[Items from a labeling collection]

-- start --

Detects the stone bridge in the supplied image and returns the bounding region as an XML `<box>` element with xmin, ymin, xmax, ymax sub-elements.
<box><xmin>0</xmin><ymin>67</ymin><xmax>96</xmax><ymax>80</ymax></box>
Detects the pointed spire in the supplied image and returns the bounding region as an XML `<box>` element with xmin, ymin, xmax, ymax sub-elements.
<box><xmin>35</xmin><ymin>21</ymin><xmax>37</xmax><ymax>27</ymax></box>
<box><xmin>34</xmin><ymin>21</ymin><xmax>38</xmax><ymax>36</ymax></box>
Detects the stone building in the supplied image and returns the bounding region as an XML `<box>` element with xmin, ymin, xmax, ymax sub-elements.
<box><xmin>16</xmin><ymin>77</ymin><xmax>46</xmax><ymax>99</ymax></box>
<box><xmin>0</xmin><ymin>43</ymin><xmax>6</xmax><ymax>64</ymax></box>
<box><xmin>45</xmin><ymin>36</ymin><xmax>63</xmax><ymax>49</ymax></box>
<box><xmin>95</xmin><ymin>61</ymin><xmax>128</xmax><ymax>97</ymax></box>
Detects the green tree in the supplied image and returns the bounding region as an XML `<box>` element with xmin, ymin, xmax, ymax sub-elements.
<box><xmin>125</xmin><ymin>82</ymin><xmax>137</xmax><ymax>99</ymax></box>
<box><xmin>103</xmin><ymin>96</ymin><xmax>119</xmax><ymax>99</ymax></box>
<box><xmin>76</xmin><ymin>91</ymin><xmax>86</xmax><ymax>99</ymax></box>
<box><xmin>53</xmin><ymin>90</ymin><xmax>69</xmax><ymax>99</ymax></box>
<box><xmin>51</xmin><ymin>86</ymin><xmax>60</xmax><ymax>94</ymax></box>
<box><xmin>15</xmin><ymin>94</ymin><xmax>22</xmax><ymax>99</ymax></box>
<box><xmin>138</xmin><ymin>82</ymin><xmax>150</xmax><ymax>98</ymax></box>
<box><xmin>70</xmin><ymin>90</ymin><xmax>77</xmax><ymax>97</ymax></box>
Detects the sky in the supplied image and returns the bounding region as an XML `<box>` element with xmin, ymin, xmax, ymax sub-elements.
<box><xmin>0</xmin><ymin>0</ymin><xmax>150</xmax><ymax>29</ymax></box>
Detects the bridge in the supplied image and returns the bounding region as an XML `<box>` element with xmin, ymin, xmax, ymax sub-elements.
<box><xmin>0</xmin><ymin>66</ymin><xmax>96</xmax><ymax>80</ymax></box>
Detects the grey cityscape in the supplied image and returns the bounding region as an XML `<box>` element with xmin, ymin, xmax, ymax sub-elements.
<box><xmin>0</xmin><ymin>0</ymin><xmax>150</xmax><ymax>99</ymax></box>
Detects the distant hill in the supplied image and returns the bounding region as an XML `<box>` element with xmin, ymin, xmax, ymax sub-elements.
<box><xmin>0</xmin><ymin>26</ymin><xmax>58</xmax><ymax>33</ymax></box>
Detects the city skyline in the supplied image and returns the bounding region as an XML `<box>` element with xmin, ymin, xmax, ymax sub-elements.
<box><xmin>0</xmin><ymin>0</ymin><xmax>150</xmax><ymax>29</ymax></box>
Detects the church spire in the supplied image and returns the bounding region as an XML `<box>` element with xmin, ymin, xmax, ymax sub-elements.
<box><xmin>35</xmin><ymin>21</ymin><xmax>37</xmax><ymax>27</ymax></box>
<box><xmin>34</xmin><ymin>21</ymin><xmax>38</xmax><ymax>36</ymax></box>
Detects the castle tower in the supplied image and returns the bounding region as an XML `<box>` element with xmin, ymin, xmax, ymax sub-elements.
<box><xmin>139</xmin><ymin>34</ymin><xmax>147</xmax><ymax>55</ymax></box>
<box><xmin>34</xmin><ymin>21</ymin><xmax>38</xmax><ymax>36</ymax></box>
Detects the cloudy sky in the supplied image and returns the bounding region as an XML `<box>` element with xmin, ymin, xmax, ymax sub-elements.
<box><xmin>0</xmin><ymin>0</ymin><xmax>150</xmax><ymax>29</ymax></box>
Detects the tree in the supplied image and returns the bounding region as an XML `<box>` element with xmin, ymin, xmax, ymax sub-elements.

-- end --

## [Exercise goal]
List every line of the listing above that contains the word "stone", treating uppercase and lowercase as different.

## [Reply to the exercise]
Detects the stone bridge in the supplied image and returns the bounding region as an XML `<box>` element with xmin, ymin, xmax, ymax sub-elements.
Detects the stone building in the supplied image and returns the bounding region as an XML `<box>` element with xmin, ymin, xmax, ymax sub-elements.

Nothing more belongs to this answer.